** WHAT IS REQUIRED **
Starting with the line that has "As a warehouse robot's perception module, locate crouching", retype each line down to the end of the entries below, without leaving any out or adding any.

▶

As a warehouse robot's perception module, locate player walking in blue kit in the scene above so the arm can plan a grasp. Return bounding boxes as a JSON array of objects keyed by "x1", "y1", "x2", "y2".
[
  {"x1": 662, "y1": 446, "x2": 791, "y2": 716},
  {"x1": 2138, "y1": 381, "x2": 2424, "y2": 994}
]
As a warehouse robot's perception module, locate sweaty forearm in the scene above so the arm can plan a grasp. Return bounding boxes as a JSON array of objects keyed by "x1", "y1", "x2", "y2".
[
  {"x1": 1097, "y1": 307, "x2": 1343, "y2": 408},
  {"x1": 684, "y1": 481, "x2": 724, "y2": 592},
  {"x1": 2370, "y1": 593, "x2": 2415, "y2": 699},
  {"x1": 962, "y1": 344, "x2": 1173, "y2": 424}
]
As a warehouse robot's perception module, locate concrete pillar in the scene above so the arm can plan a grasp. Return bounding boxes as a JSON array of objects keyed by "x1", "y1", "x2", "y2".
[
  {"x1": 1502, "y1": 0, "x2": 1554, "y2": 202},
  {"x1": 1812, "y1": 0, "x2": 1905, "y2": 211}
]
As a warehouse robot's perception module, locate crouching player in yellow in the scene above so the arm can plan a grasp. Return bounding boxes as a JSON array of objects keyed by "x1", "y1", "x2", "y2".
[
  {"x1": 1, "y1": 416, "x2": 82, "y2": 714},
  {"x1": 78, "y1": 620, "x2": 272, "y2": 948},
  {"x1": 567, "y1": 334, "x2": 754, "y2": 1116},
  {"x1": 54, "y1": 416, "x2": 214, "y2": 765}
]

◀

** RESPONSE TO THE EXERCISE **
As a warehouse robot's perception module, locate crouching player in yellow in the scene above so the arm can plan a grasp. Return bounding boxes as a JSON array of objects keyed by "x1", "y1", "x2", "y2".
[
  {"x1": 1, "y1": 416, "x2": 82, "y2": 714},
  {"x1": 78, "y1": 620, "x2": 272, "y2": 948},
  {"x1": 567, "y1": 334, "x2": 754, "y2": 1116},
  {"x1": 54, "y1": 416, "x2": 214, "y2": 765}
]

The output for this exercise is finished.